### [EXERCISE REQUIREMENTS]
Render the data below as a Markdown table with the columns Row and Line. Give one numbered row for each line between the lines containing "Detect all occurrences of girl's clasped" and "[254,194,292,212]", inclusive, and leave out blank lines.

### [DATASET EXTRACT]
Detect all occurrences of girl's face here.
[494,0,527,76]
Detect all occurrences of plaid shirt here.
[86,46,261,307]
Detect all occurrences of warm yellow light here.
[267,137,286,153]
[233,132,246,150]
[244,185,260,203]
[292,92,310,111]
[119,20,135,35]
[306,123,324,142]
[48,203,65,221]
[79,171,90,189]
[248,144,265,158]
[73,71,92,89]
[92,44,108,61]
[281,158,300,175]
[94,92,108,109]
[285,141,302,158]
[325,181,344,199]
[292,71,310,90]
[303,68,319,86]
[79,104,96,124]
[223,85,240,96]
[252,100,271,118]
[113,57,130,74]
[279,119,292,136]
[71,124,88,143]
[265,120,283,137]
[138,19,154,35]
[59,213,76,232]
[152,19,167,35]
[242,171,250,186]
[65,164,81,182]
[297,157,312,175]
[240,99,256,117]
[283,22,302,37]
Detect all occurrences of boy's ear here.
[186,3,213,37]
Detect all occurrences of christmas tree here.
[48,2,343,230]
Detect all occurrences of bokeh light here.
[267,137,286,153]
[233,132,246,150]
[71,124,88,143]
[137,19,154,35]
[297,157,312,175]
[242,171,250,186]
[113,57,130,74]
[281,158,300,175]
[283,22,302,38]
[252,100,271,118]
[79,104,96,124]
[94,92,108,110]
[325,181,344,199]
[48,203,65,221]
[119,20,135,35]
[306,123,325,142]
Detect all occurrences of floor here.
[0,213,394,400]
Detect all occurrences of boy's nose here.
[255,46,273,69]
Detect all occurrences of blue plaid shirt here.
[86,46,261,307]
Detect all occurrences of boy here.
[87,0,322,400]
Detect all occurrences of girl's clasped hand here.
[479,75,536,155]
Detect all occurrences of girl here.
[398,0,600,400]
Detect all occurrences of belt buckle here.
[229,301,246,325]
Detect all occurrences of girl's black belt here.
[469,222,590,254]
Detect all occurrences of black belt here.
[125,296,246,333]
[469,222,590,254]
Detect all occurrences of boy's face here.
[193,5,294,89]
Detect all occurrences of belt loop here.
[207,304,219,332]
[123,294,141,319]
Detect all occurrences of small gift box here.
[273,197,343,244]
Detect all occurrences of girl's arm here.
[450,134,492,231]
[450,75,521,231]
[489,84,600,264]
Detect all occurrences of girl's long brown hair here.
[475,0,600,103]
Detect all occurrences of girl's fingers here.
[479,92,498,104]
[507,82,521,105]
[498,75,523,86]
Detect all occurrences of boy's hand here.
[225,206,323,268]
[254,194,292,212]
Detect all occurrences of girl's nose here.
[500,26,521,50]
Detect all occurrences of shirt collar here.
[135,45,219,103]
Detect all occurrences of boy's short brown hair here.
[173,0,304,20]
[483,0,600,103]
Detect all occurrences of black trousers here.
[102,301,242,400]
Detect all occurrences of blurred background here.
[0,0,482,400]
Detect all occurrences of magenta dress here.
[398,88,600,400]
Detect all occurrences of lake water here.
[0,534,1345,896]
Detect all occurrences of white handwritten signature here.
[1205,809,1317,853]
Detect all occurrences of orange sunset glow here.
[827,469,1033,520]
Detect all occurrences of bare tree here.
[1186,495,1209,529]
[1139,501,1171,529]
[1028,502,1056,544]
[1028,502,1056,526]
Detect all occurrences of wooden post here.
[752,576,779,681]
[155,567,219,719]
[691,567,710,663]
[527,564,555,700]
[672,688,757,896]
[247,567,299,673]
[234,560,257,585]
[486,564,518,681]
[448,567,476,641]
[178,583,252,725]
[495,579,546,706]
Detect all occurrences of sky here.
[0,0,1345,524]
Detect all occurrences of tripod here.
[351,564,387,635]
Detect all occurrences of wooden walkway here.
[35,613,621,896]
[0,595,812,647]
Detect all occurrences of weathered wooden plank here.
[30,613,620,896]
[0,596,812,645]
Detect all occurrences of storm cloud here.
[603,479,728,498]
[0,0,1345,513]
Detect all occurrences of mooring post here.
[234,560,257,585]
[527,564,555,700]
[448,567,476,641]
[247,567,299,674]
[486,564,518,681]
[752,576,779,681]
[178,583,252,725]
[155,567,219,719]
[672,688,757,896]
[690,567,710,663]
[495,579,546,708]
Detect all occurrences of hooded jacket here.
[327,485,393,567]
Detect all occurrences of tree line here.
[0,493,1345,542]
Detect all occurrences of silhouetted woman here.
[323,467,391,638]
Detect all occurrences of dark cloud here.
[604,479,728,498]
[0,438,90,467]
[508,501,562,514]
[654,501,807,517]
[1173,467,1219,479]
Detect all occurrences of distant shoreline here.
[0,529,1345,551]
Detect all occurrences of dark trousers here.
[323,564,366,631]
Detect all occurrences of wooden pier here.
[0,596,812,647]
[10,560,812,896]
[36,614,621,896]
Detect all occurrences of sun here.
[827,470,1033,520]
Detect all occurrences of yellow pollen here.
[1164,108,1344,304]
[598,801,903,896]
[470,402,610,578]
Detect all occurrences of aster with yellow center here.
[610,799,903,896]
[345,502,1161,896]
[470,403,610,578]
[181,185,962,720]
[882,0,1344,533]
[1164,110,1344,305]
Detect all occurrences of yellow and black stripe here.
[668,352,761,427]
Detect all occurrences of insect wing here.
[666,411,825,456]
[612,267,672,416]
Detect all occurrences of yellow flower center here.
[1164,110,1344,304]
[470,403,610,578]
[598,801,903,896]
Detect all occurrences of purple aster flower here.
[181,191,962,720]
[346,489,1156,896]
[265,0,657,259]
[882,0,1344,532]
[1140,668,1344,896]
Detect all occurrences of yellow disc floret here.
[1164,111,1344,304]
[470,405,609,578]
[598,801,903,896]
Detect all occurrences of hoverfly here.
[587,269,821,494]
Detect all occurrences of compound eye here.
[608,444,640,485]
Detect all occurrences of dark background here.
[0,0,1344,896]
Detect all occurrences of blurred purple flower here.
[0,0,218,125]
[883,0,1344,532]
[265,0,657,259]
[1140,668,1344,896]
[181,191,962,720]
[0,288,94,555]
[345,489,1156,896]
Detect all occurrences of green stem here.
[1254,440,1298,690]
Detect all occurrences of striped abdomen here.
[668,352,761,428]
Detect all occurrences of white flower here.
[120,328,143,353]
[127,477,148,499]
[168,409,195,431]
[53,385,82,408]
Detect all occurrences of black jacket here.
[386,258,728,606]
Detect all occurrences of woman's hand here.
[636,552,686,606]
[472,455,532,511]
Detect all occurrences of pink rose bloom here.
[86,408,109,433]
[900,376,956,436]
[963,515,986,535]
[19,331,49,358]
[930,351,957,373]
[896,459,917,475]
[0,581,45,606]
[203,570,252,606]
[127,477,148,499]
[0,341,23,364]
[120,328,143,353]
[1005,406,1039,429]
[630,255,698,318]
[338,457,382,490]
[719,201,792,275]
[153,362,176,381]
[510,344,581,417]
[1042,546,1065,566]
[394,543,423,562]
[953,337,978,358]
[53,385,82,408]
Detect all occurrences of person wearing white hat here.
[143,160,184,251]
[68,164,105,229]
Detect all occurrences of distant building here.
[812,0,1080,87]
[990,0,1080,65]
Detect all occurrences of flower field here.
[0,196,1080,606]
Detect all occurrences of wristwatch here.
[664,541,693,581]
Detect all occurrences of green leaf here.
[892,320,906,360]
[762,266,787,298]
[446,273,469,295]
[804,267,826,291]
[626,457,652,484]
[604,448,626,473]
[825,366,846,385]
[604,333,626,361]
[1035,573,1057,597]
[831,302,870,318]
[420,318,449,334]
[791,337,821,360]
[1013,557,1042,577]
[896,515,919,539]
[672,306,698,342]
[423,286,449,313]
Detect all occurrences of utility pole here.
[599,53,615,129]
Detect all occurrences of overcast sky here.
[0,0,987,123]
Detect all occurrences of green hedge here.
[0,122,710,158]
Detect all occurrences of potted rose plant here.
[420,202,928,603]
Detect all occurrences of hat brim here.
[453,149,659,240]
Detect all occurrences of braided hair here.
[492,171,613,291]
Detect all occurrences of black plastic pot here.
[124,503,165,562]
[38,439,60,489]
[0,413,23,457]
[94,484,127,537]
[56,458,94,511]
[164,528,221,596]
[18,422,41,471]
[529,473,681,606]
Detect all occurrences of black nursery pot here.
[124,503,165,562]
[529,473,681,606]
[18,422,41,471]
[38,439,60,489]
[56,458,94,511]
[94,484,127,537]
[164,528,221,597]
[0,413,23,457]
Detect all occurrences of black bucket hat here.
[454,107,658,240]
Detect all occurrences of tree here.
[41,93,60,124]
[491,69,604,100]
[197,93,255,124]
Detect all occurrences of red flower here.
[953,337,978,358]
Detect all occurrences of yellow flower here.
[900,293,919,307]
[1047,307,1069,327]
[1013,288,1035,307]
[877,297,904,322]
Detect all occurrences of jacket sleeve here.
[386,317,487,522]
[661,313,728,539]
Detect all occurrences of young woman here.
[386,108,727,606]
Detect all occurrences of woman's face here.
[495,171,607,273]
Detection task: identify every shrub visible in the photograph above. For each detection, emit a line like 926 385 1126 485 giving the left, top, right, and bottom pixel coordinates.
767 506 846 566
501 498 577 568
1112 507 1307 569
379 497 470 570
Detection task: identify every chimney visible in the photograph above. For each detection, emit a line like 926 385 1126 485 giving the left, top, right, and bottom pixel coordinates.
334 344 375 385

### [RESPONSE]
| Row | Line |
|---|---|
| 1 | Detect all occurrences of girl's clasped hand here. |
| 2 | [479,75,536,155] |
| 3 | Detect all occurrences of girl here. |
| 4 | [398,0,600,400] |
| 5 | Detect all occurrences of belt buckle here. |
| 6 | [229,301,246,325] |
| 7 | Detect all occurrences of girl's black belt here. |
| 8 | [469,222,590,254] |
| 9 | Detect all occurrences of black belt here. |
| 10 | [125,296,246,333] |
| 11 | [469,222,590,254] |
| 12 | Detect all occurrences of boy's face here. |
| 13 | [193,5,294,89] |
| 14 | Detect all occurrences of belt loop here. |
| 15 | [207,304,219,332] |
| 16 | [123,294,141,319] |
| 17 | Detect all occurrences of small gift box here. |
| 18 | [273,197,343,244] |
| 19 | Detect all occurrences of girl's arm here. |
| 20 | [450,134,492,231] |
| 21 | [450,75,521,231] |
| 22 | [489,84,600,264] |
| 23 | Detect all occurrences of girl's long brown hair here. |
| 24 | [475,0,600,103] |
| 25 | Detect all occurrences of girl's fingers here. |
| 26 | [479,92,498,104] |
| 27 | [507,82,521,105] |
| 28 | [498,75,523,86] |
| 29 | Detect all occurrences of boy's hand here. |
| 30 | [225,206,323,268] |
| 31 | [254,194,292,212] |